■ PARTS OF THE EXERCISE
a - Answer these questions using the Anthony v. Veatch text.
(i) Which court decided the case?
(ii) Who argued the cause for the intervenors-respondents and cross appellants?
(iii) On what date did the people of Oregon adopt Chapter 3, Oregon Laws 1949, through the initiative?
b - Render this sentence from the Anthony v. Veatch text in Spanish: "In this opinion, we shall refer to these persons either as 'plaintiffs' or as 'fixed-gear fishermen'."
c - Summarize the Anthony v. Veatch text in two sentences.

[Start of SUPPLIED TEXT]

Anthony v. Veatch

Decision Date30 June 1950
Citation189 Or. 462,220 P.2d 493
PartiesANTHONY et al. v. VEATCH et al. (COLUMBIA RIVER FISHERMEN'S PROTECTIVE UNION et al., Intervenors).
CourtOregon Supreme Court

[Copyrighted Material Omitted] [Copyrighted Material Omitted]

Thomas H. Ryan, Portland, argued the cause for appellants and cross respondents. On the brief were Anthony Pelay, Jr., and Ryan & Pelay, all of Portland.

Cecil Quesseth, Assistant Attorney General, argued the cause for respondents and cross appellants. With him on the brief was George Neuner, Attorney General of Oregon.

Ben Anderson, Portland, argued the cause for intervenors-respondents and cross appellants. On the brief were Anderson & Franklin, of Portland.

Before LUSK, C. J and BRAND, BELT, ROSSMAN, HAY, and LATOURETTE, JJ.

HAY, Justice.

Each of the plaintiffs in this case is the owner and operator of fishing appliances of the type commonly called 'fixed gear' for the taking of salmon from the Columbia River specifically, pound nets or fish traps. In this opinion, we shall refer to these persons either as 'plaintiffs' or as 'fixed-gear fishermen'. They brought this action praying for a declaratory judgment declaring Chapter 3, Oregon Laws 1949, as adopted by the people of the state of Oregon through the initiative on November 2, 1948, to be unconstitutional.

[End of SUPPLIED TEXT]
[Start of GIVEN RECORDS]

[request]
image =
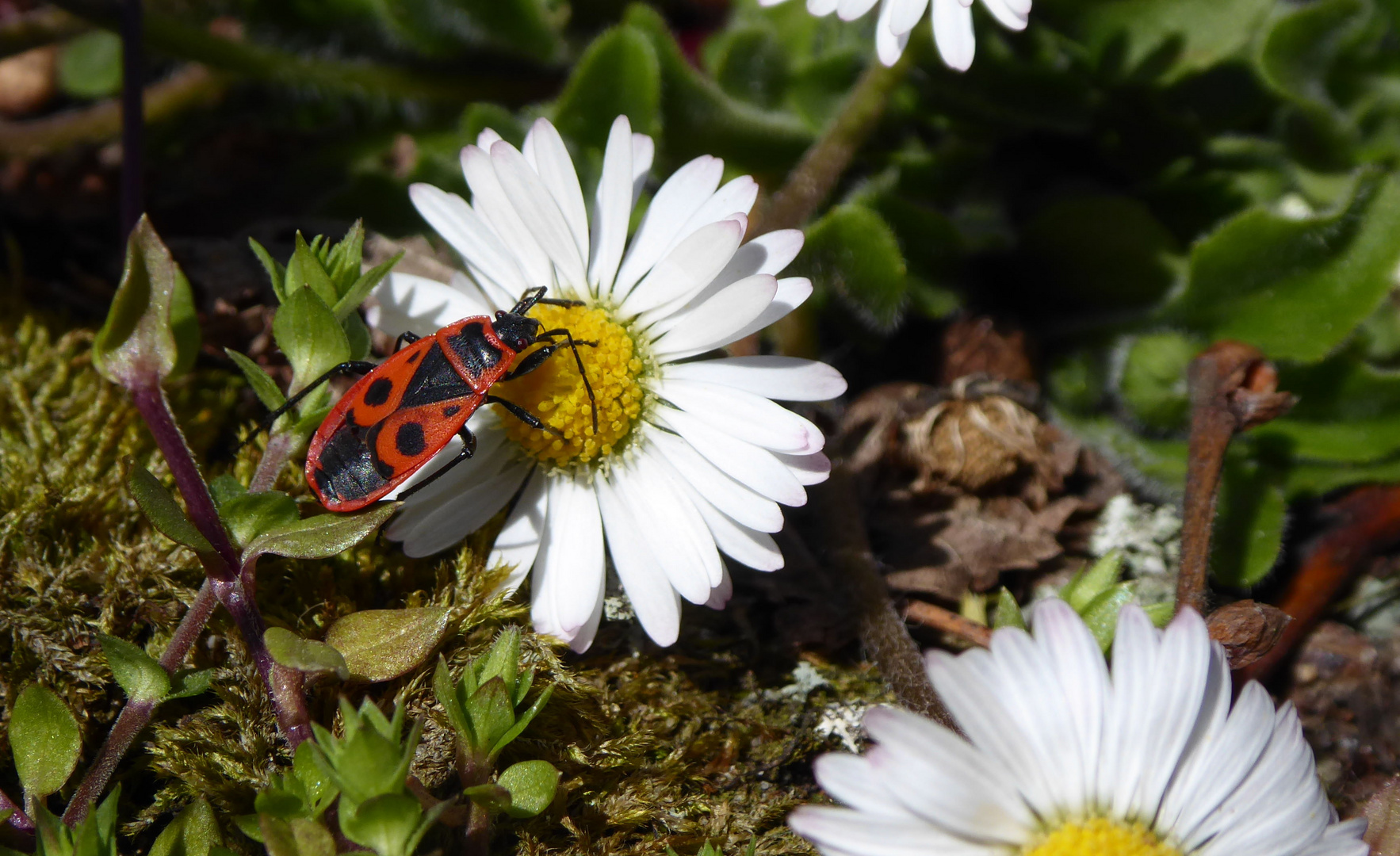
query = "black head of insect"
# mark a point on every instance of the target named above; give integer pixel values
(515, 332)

[End of GIVEN RECORDS]
[Start of GIVEN RECORDS]

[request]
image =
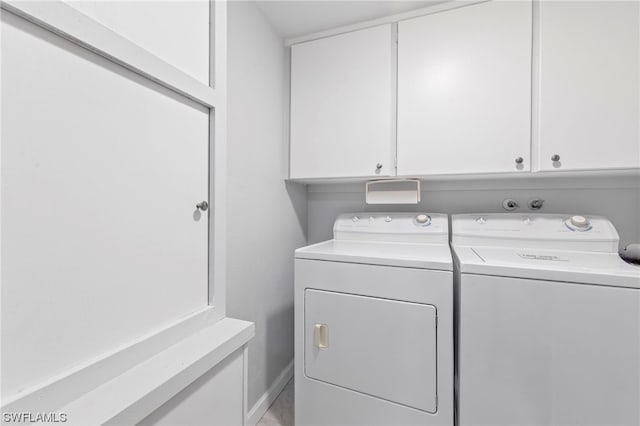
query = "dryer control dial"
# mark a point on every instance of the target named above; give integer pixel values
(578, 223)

[End of GIVEN RECORDS]

■ WRITTEN RESPONSES
a -
(i) The Oregon Supreme Court.
(ii) Ben Anderson, of Portland.
(iii) November 2, 1948.

b - En esta opinión, nos referiremos a estas personas como 'demandantes' o como 'pescadores de artes fijas'.

c - The Oregon Supreme Court decided Anthony v. Veatch on 30 June 1950, with the opinion delivered by Justice Hay. The plaintiffs own and operate fixed-gear appliances, specifically pound nets or fish traps, for taking salmon from the Columbia River, and they sought a declaratory judgment declaring Chapter 3, Oregon Laws 1949, adopted by initiative on November 2, 1948, unconstitutional.